═══ Exercise text ═══

I’ve followed this thread for a while and mostly stayed out of it, but I guess I’ll finally weigh in.
I’ve hunted the prairie provinces since 1995 and worked in migratory game bird management in North America for 45 years. When I first started hunting Alberta and Saskatchewan, things were very different. Back then it was illegal for landowners to take payment for hunting access (that changed in the 2000s as outfitting interests grew). Most farmers were happy to let respectful freelance hunters hunt their land, and a lot of them openly disliked outfitters. The first thing I was usually asked when I knocked on a door was, “You’re not with an outfitter, are you?”
In my first 15 years hunting up there, I was turned down exactly once—and that was because family was coming to hunt. In all my years of flyway management, I don’t remember anyone from CWS or the provincial agencies ever talking about American freelance hunters being some major problem. About half of all migratory bird hunting permits sold in Canada go to US hunters so if freelance American hunters were a serious problem then it would have been discussed.
Unfortunately, things have changed on both sides of the border. Years ago, not many hunters traveled far from home, and even fewer crossed into another country to hunt. Now travel is easier, information spreads instantly online, scouting tools and hunting technology are far more advanced, and hunting itself has become more commercialized. At the same time, we’ve lost hunters overall, agriculture has changed dramatically, family farms have consolidated, and access has become increasingly tied to money.

═══

Task instructions:
(1) According to the post about hunting in the prairie provinces, how often was the writer refused access during the first 15 years of hunting there, and why?
(2) Extend the post about hunting access in the prairie provinces, picking up directly after its final sentence.

═══ Provided material ═══

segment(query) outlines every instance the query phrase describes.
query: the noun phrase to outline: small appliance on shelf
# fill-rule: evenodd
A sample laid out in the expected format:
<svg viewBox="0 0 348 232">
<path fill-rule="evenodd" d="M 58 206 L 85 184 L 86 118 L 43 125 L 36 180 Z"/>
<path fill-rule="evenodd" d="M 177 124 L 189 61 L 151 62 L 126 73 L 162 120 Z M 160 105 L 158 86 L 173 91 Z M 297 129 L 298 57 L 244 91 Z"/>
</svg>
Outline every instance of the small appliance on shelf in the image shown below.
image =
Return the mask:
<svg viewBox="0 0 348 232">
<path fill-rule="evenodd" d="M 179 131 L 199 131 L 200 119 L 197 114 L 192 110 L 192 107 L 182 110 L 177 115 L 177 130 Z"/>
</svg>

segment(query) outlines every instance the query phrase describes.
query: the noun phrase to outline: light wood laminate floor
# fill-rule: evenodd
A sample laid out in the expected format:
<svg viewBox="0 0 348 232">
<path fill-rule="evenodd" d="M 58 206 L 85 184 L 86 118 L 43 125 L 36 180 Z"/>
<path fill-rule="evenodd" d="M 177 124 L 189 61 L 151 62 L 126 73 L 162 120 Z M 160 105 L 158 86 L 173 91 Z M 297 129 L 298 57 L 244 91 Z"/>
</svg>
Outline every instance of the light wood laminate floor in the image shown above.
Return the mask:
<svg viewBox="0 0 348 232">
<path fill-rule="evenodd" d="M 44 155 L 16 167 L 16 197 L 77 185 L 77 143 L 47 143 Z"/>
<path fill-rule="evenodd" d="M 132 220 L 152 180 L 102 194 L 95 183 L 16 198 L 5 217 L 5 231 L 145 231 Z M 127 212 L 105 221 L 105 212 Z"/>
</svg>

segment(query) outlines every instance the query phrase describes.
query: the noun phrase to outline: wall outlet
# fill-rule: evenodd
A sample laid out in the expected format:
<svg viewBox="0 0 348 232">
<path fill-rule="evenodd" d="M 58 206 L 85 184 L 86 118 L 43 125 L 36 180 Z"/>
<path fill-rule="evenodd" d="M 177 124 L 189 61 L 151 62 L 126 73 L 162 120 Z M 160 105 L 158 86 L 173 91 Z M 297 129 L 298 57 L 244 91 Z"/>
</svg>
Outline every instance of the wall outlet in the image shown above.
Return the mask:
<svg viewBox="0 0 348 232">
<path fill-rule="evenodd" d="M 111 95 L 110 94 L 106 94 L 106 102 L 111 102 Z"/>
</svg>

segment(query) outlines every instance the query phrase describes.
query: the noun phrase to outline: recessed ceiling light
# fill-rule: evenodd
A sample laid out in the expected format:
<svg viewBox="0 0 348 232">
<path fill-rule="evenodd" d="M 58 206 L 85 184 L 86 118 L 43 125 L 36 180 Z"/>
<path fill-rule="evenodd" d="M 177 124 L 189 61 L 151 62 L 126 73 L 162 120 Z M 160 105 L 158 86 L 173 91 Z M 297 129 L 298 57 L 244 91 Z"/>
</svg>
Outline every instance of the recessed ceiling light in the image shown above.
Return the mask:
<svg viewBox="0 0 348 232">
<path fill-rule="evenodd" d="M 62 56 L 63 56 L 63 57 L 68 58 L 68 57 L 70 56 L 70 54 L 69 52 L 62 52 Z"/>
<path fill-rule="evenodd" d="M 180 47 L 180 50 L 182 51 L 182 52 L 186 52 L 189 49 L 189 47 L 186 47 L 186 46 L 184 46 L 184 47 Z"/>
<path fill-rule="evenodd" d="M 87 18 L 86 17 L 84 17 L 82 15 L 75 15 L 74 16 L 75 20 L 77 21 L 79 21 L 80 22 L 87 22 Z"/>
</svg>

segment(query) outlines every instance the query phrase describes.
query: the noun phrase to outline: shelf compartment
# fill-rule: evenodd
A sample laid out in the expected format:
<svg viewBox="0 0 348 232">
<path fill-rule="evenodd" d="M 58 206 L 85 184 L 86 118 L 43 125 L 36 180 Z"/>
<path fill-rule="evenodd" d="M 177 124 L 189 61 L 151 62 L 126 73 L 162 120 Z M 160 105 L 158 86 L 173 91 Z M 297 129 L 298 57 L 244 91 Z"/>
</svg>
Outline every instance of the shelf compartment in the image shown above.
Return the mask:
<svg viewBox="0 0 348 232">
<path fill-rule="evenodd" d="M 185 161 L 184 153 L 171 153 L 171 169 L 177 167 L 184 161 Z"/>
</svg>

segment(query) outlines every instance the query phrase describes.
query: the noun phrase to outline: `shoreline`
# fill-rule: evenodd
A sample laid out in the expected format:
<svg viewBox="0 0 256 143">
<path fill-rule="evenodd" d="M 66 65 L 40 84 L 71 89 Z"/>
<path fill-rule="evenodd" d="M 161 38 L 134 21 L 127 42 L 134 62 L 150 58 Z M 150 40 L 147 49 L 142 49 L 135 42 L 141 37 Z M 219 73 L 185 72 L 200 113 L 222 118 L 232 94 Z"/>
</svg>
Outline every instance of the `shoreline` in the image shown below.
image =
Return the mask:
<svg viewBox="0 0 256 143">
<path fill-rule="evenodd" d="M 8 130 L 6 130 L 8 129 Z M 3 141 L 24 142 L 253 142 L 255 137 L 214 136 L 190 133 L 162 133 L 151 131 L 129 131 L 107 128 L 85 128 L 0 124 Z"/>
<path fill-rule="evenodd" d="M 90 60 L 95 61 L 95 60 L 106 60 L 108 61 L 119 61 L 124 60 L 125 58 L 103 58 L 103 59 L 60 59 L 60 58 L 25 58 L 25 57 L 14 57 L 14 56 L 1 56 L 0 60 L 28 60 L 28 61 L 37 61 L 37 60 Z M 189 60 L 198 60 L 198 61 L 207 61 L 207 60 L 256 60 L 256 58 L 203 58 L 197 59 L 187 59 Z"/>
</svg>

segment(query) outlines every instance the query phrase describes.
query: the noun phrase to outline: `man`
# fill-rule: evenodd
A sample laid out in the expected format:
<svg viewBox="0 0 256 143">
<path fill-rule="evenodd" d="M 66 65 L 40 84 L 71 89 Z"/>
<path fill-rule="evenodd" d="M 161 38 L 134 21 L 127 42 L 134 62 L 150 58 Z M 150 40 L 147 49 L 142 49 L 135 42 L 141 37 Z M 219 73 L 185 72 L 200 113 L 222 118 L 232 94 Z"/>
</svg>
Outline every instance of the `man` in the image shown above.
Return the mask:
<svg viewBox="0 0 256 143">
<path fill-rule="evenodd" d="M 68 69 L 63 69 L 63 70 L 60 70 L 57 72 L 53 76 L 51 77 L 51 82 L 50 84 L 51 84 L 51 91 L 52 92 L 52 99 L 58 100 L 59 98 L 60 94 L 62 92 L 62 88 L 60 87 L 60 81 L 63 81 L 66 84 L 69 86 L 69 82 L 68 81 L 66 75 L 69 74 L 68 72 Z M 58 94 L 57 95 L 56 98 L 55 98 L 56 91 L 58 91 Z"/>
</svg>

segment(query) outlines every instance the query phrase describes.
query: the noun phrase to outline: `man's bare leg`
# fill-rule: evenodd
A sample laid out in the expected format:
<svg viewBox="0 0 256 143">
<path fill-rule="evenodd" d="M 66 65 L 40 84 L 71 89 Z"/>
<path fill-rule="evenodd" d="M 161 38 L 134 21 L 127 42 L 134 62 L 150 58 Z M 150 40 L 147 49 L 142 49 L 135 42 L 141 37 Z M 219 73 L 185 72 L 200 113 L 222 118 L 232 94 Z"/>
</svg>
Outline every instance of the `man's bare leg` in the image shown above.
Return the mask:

═══

Per-task outputs:
(1) Exactly once, because family was coming to hunt.

(2)
That combination has created a lot more competition for places to hunt and for the dollars non-resident hunters bring into rural communities.
But I think legislation like this misses the real issue. It’s framed around illegal guiding or too many American hunters, but in my opinion the bigger issue is commercialization and who benefits financially from access. I’m sure some U.S. outfitters have operated illegally in Canada, but the penalties are serious, both in Canada and when crossing back into the U.S. My experience has been that most operate legally.
What I’ve seen much more of over the years is the growth of large Canadian-based outfitting operations. Some hire people whose full-time job is driving roads, scouting birds, locking up permission, leasing land access, and effectively pushing freelance hunters out of the picture. That—not ordinary freelance hunters—is what has really changed the landscape.
The frustrating part is that policies like this end up hitting the wrong people. Freelance hunters are easy targets because they don’t have lobbyists or organized business interests behind them.
And rural communities will feel it too. Freelance hunters spread money around small towns—motels, gas stations, restaurants, grocery stores, hardware stores. That money matters. Concentrating more opportunity into a smaller outfitting sector doesn’t help communities nearly as much as people think it does.
From a biological standpoint, I also don’t see much justification for these kinds of restrictions. Waterfowl harvest is managed at the continental level through cooperative flyway management and population modeling. I’m not aware of evidence showing freelance non-resident hunters are creating a conservation problem.
I also think something gets lost in these discussions: relationships. A lot of prairie landowners have hunted friendships with American hunters that go back decades. Some genuinely prefer that kind of non-commercial arrangement. Policies like this take some of that choice away from landowners too.
More than anything, I worry about where all this leads. Wildlife has traditionally been treated as a public resource under the North American Model of Wildlife Conservation. But little by little, we keep moving toward a pay-to-play system where access increasingly goes to whoever can pay the most. You can already see that trend in parts of Alberta, Manitoba, and the Dakotas.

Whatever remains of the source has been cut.